• EXTRACT:
»»

Background: There are no pharmacological therapies for patients with unruptured cerebral aneurysms. Elsewhere we showed that the mineralocorticoid receptor antagonist eplerenone prevented the formation of cerebral aneurysms in ovariectomized rats. This pilot study was designed to evaluate whether it can be used to prevent the growth and rupture of cerebral aneurysms in humans with hypertension.
Methods: Between August 2011 and May 2014, 82 patients with 89 aneurysms were enrolled in an open-label uncontrolled clinical trial. Of these, 81 patients (88 unruptured aneurysms) were followed for a mean of 21.2 months (153.7 aneurysm-years). All patients had a history of hypertension and were treated with eplerenone (20 - 100 mg per day). The primary endpoints were rupture and enlargement of the intracranial aneurysms.
Results: The mean aneurysmal size was 4.6 ± 2.6 mm. During follow-up period that included 153.7 aneurysm-years, 3 aneurysms enlarged and one large thrombosed aneurysm rupture. The annual rupture was 0.65% overall and 13.16% for aneurysms larger than 10 mm. No aneurysms smaller than 9 mm ruptured. The annual rate for reaching the primary endpoint was 2.60% overall. It was 1.37% for aneurysms smaller than 9 mm and thus seems to be lower than in other studies. Eplerenone had no protective effects in aneurysms larger than 10 mm. In the course of our study, 12 patients (14.8%) permanently discontinued taking the eplerenone.

««

• RECORD EXTRACTS:
»»

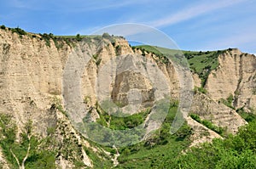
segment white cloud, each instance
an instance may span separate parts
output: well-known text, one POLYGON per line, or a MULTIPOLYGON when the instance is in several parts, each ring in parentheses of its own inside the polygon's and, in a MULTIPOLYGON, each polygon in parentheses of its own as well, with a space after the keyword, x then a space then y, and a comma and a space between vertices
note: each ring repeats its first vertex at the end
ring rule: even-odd
POLYGON ((245 0, 226 0, 226 1, 211 1, 207 3, 195 5, 190 8, 182 9, 181 11, 171 14, 166 18, 160 19, 150 22, 150 25, 161 27, 187 20, 201 14, 234 5, 236 3, 245 2, 245 0))

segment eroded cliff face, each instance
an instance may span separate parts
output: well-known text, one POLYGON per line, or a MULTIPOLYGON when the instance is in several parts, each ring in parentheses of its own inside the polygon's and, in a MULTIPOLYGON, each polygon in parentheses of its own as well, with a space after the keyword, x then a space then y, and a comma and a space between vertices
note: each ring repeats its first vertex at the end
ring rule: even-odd
MULTIPOLYGON (((49 40, 49 45, 38 35, 20 36, 7 29, 0 30, 1 113, 11 115, 15 119, 19 132, 23 131, 26 122, 32 120, 34 134, 44 138, 47 136, 49 128, 55 128, 55 137, 59 145, 76 143, 73 145, 74 149, 78 149, 83 155, 74 154, 67 156, 61 149, 65 152, 66 149, 69 148, 63 148, 63 146, 56 148, 61 152, 55 161, 60 168, 74 167, 73 160, 79 160, 85 166, 93 166, 93 161, 87 156, 84 146, 94 149, 96 154, 102 151, 93 148, 86 142, 84 138, 73 128, 69 121, 70 119, 66 117, 65 112, 58 109, 58 106, 63 106, 63 96, 67 94, 67 91, 63 90, 63 82, 65 82, 63 75, 70 54, 75 53, 79 57, 82 56, 82 59, 86 54, 90 56, 88 63, 79 70, 81 75, 83 97, 79 102, 84 101, 82 104, 85 110, 92 109, 93 121, 99 117, 96 111, 98 94, 96 85, 99 70, 116 55, 131 54, 137 57, 136 55, 140 54, 138 51, 134 52, 123 38, 116 37, 114 44, 108 39, 102 40, 103 44, 96 42, 96 40, 90 41, 91 42, 85 43, 74 42, 73 45, 61 42, 62 47, 57 48, 52 39, 49 40), (65 143, 67 140, 69 140, 69 143, 65 143)), ((175 97, 177 98, 178 80, 174 73, 174 67, 171 65, 166 66, 162 63, 156 63, 151 54, 147 54, 145 58, 164 72, 167 83, 173 89, 172 93, 175 93, 175 97)), ((73 70, 77 70, 75 69, 73 70)), ((152 85, 145 78, 143 82, 143 78, 139 74, 135 75, 130 71, 119 74, 115 83, 114 81, 113 82, 110 89, 113 93, 113 100, 125 104, 127 99, 127 96, 124 96, 125 91, 131 87, 136 88, 137 84, 140 84, 142 87, 140 90, 144 93, 143 102, 145 104, 150 104, 154 99, 152 85), (130 86, 125 82, 129 82, 130 86)), ((8 168, 2 154, 0 159, 4 167, 8 168)))
POLYGON ((234 97, 236 109, 256 106, 256 57, 238 49, 228 50, 218 56, 219 66, 212 70, 206 84, 208 95, 214 100, 234 97))
MULTIPOLYGON (((99 82, 106 82, 98 81, 99 75, 102 73, 101 70, 103 70, 104 65, 112 59, 115 59, 117 55, 125 56, 129 59, 129 57, 136 58, 142 54, 138 49, 132 50, 123 38, 114 37, 114 43, 109 39, 101 41, 102 42, 99 42, 97 40, 89 38, 89 42, 75 42, 73 45, 62 42, 61 48, 56 48, 52 39, 49 40, 49 46, 39 36, 34 37, 32 35, 19 36, 8 30, 0 30, 0 113, 12 115, 20 132, 24 124, 32 120, 34 132, 40 137, 45 137, 47 130, 55 127, 55 137, 60 144, 67 144, 65 140, 72 138, 73 141, 70 143, 76 143, 74 146, 83 155, 79 156, 80 154, 78 154, 71 158, 60 151, 55 161, 60 168, 73 167, 73 159, 79 159, 87 166, 93 166, 94 161, 86 155, 84 146, 92 149, 93 152, 98 154, 106 153, 90 145, 73 128, 65 112, 60 111, 57 107, 63 106, 64 101, 77 101, 83 104, 85 111, 91 112, 90 118, 96 121, 99 118, 96 104, 101 94, 96 87, 99 82), (70 74, 69 76, 67 74, 67 76, 65 76, 69 78, 67 82, 78 80, 78 83, 72 84, 81 86, 81 90, 76 91, 81 93, 81 98, 79 99, 76 98, 78 93, 72 91, 72 87, 63 87, 63 82, 67 82, 63 80, 67 75, 65 74, 67 63, 72 54, 75 54, 75 57, 82 63, 90 56, 86 65, 79 65, 79 67, 73 63, 71 65, 73 67, 68 68, 70 72, 79 75, 78 79, 73 79, 74 74, 70 74), (70 98, 64 100, 63 96, 67 94, 70 98)), ((153 67, 160 70, 162 76, 159 76, 161 78, 159 82, 161 82, 164 78, 168 86, 166 90, 170 91, 172 98, 178 99, 180 84, 174 65, 172 63, 161 63, 155 58, 154 54, 145 53, 143 59, 148 64, 144 65, 145 70, 152 70, 153 67)), ((234 110, 218 100, 233 94, 235 98, 233 105, 236 108, 244 106, 249 110, 256 106, 256 59, 253 55, 245 54, 236 49, 219 55, 218 62, 218 68, 212 70, 207 78, 205 87, 207 95, 203 93, 195 95, 191 112, 200 115, 202 119, 207 119, 217 126, 227 127, 230 132, 236 132, 239 127, 246 124, 246 121, 234 110)), ((136 67, 136 63, 131 62, 130 66, 136 67)), ((149 76, 154 75, 153 71, 148 72, 149 76)), ((199 87, 201 80, 198 76, 193 75, 193 77, 195 86, 199 87)), ((129 103, 129 97, 131 99, 132 94, 137 93, 137 91, 127 94, 127 92, 132 89, 138 89, 139 93, 143 93, 142 101, 144 107, 154 103, 154 89, 145 74, 127 70, 118 74, 112 82, 109 82, 111 91, 109 96, 115 103, 123 104, 123 106, 129 103)), ((79 117, 81 115, 84 114, 79 117)), ((73 116, 73 119, 75 118, 76 116, 73 116)), ((220 137, 189 117, 187 121, 195 131, 192 136, 192 139, 195 140, 193 145, 201 142, 201 138, 198 136, 202 132, 209 133, 204 136, 206 138, 201 139, 203 141, 220 137)), ((0 153, 0 161, 6 166, 4 157, 2 158, 1 155, 0 153)))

««

• PROBLEM REQUIREMENTS:
Using the eplerenone abstract, explain in one to three sentences why the pilot study tested eplerenone in hypertensive patients with cerebral aneurysms.

• FINISHED EXERCISE:
There were no pharmacological therapies for patients with unruptured cerebral aneurysms. The authors had earlier shown that eplerenone, a mineralocorticoid receptor antagonist, prevented cerebral aneurysms from forming in ovariectomized rats. The study was therefore designed to evaluate whether it could prevent the growth and rupture of cerebral aneurysms in humans with hypertension.